> Objective
Copy the items below, swapping every "anywhere in this image" for "somewhere in this picture" and keeping everything else unchanged. Leave the pictures out.

────────────────

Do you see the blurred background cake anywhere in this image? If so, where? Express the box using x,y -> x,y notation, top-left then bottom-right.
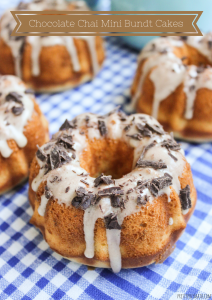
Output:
0,75 -> 49,194
0,0 -> 104,92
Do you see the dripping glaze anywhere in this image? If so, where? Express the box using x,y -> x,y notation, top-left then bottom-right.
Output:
32,111 -> 189,272
0,75 -> 34,158
132,33 -> 212,120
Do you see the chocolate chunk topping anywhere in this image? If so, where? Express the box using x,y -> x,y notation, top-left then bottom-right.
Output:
124,124 -> 132,131
50,176 -> 62,183
138,141 -> 157,161
118,111 -> 127,121
110,196 -> 124,208
137,195 -> 149,205
104,213 -> 121,230
146,123 -> 164,134
98,186 -> 124,208
136,123 -> 152,137
5,92 -> 22,104
159,48 -> 168,54
98,186 -> 124,196
148,173 -> 172,196
180,185 -> 192,210
59,119 -> 76,130
127,133 -> 143,141
136,158 -> 167,170
44,185 -> 53,199
71,187 -> 96,210
36,146 -> 47,161
196,66 -> 205,74
59,150 -> 71,164
208,40 -> 212,50
50,146 -> 61,170
98,120 -> 107,136
161,139 -> 180,151
24,89 -> 34,94
94,173 -> 113,187
65,186 -> 70,193
168,152 -> 178,161
56,134 -> 74,150
12,106 -> 24,116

────────────────

> Reply
Do you see the blurred background cake somewhere in this picture? If so, where? Express the box using x,y -> x,y notation, top-left then bottom-right.
Output:
0,75 -> 49,194
0,0 -> 104,92
Do you see the dripping glaze somewhere in this picture? If so, where? Express the box using x,y -> x,y notation, top-left then bottom-right.
Output:
32,111 -> 189,272
0,75 -> 34,158
132,33 -> 212,120
Do you see the chocolate chunk topping somewhere in this picture? If so, where? Express the box using x,y -> x,y notation, top-left then bottom-right.
Output:
124,124 -> 132,131
50,176 -> 62,183
138,141 -> 157,161
118,111 -> 127,121
110,196 -> 124,208
137,195 -> 149,205
104,213 -> 121,230
146,123 -> 164,134
98,186 -> 124,208
136,123 -> 152,137
5,92 -> 22,104
159,48 -> 168,54
98,186 -> 124,196
148,173 -> 172,196
180,185 -> 192,210
59,119 -> 76,130
127,133 -> 143,141
136,158 -> 167,170
44,185 -> 53,199
71,187 -> 96,210
36,146 -> 47,161
196,66 -> 205,74
59,150 -> 71,164
208,40 -> 212,50
50,146 -> 61,170
98,120 -> 107,136
161,139 -> 180,151
24,89 -> 34,94
94,173 -> 113,187
65,186 -> 70,193
168,152 -> 178,161
56,134 -> 74,150
12,106 -> 24,116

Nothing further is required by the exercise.